** Start Document section **
The only reference to the inversion formula that I have found is the following theorem:

Assumptions:

1-$\phi$ is a characteristic function of a given probability distribution $F$

2- $F$ has continuity points $a, b$ with $a.

$F(b)-F(a)=\lim_{n\to\infty}\frac1{2\pi}\int_{-\infty}^{\infty}\frac{e^{-ita}-e^{-itb}}{it}\phi(t)e^{-t^2/n}dt$

And I believe this simplifies to:

$\lim_{n\to\infty}\frac1{2\pi}\int_{-n}^{n}\frac{e^{-ita}-e^{-itb}}{it}\phi(t)$

From here I am not sure what to do. Thanks for any help.

more thoughts

I have read about two kinds of invertible CFs- those that are integrable, and those that are periodic. $\phi_2(t)$ is obviously of the periodic nature.

I also understand the following properties about characteristic functions:

If $F$ and $G$ are probability distributions and $G$ is absolutely continuous, then $F*G$ has density $\int_{-\infty}^{\infty}g(u-x)F(dx)$

This this helpful at all, perhaps for number 3?

1 Answers 1

1

In Durrett's book's, we have the following inversion formula: $\lim_{T\to +\infty}(2\pi)^{-1}\int_{-T}^T\frac{e^{-ita}-e^{-itb}}{it}\varphi(t)dt=\mu(a,b)+\frac 12\mu(\{a,b\}).$ Let $\mu_i$ the measure associated with $\varphi_i$.

  1. As $\varphi_1$ is integrable, we have that $\mu_1$ has density $f(y)=\frac 1{2\pi}\int_{\Bbb R}e^{-ity}(1-|t|)^+dt=\frac 1{2\pi}\int_{-1}^1e^{-ity}(1-|t|)dt.$ We will find Polya's distribution.

  2. As $\varphi_2$ is not integrable, we have to use the classical inversion formula. We have \begin{align} \mu_2(a,b)+\frac 12\mu_2(\{a,b\})&=\lim_{T\to +\infty}(2\pi)^{-1}\int_{-T}^T\frac{e^{-ita}-e^{-itb}}{it}\varphi_2(t)dt\\ &=\lim_{n\to +\infty}(2\pi)^{-1}\int_{-(2n+1)\pi}^{(2n+1)\pi}\frac{e^{-ita}-e^{-itb}}{it}\varphi_2(t)dt\\ &=\lim_{n\to +\infty}(2\pi)^{-1}\sum_{j=-n}^{n}\int_{(2j-1)\pi}^{(2j+1)\pi}\frac{e^{-ita}-e^{-itb}}{it}\varphi_2(t)dt\\ &=\lim_{n\to +\infty}(2\pi)^{-1}\sum_{j=-n}^{n}\int_{-\pi}^\pi\frac{e^{-i(t+2j\pi)a}-e^{-i(t+2j\pi)b}}{it}(1-|t|)^+dt\\ &=\lim_{n\to +\infty}(2\pi)^{-1}\sum_{j=-n}^{n}\int_0^1\frac{e^{-i2j\pi b}\sin(tb)-e^{-i2j\pi a}\sin(ta)}{it}(1-t)dt. \end{align}

  3. As $\varphi_3$ is integrable, we have $ f_3(y)=\frac 1{2\pi}\int_{\Bbb R}e^{-ity}\left(1-\frac{t^2}2\right)\exp(-t^2/2)dt,$ where $f_3$ is a density of the measure with Fourier transform $\varphi_3$. The integral $\int_{\Bbb R}e^{-ity}\exp(-t^2/2)dt$ is classical; the other term can be found by integration by parts.
** End Document section **
## Task goal
Rewrite everything in the post on characteristic functions from "In Durrett's book's, we" down to "associated with $\varphi_i$.", changing "inversion formula" to "inversion theorem".
** Start Records supplied **
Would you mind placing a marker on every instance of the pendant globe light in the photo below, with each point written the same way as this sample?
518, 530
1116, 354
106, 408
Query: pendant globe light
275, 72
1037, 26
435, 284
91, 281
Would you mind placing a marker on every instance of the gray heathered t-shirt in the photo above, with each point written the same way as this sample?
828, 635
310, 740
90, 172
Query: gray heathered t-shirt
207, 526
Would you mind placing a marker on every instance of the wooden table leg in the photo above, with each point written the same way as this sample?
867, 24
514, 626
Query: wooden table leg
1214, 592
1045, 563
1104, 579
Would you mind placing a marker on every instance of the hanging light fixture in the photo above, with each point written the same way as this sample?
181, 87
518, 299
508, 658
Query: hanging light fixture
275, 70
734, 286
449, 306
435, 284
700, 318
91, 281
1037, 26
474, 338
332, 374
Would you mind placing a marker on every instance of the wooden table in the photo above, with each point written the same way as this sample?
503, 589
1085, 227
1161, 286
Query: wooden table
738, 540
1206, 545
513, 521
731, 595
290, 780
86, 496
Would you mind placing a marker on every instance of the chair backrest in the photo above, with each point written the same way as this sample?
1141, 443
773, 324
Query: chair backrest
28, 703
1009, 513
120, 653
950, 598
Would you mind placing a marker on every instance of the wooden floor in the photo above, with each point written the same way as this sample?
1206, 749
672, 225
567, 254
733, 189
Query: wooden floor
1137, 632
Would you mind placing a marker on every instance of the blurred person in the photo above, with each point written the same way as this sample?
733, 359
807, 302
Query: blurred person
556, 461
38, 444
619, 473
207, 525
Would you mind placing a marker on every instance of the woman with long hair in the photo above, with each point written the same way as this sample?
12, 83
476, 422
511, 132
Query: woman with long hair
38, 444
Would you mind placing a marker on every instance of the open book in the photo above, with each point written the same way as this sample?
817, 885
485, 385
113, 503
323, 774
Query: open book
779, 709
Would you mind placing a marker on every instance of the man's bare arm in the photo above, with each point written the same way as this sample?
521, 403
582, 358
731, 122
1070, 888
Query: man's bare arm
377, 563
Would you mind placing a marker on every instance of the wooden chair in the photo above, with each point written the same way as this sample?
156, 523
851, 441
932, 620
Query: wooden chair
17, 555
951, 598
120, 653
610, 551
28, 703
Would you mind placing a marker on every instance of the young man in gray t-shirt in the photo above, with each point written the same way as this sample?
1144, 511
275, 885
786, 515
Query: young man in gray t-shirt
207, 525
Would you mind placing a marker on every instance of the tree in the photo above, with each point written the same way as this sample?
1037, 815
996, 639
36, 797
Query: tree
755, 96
** End Records supplied **
## Complete response
In Durrett's book's, we have the following inversion theorem: $\lim_{T\to +\infty}(2\pi)^{-1}\int_{-T}^T\frac{e^{-ita}-e^{-itb}}{it}\varphi(t)dt=\mu(a,b)+\frac 12\mu(\{a,b\}).$ Let $\mu_i$ the measure associated with $\varphi_i$.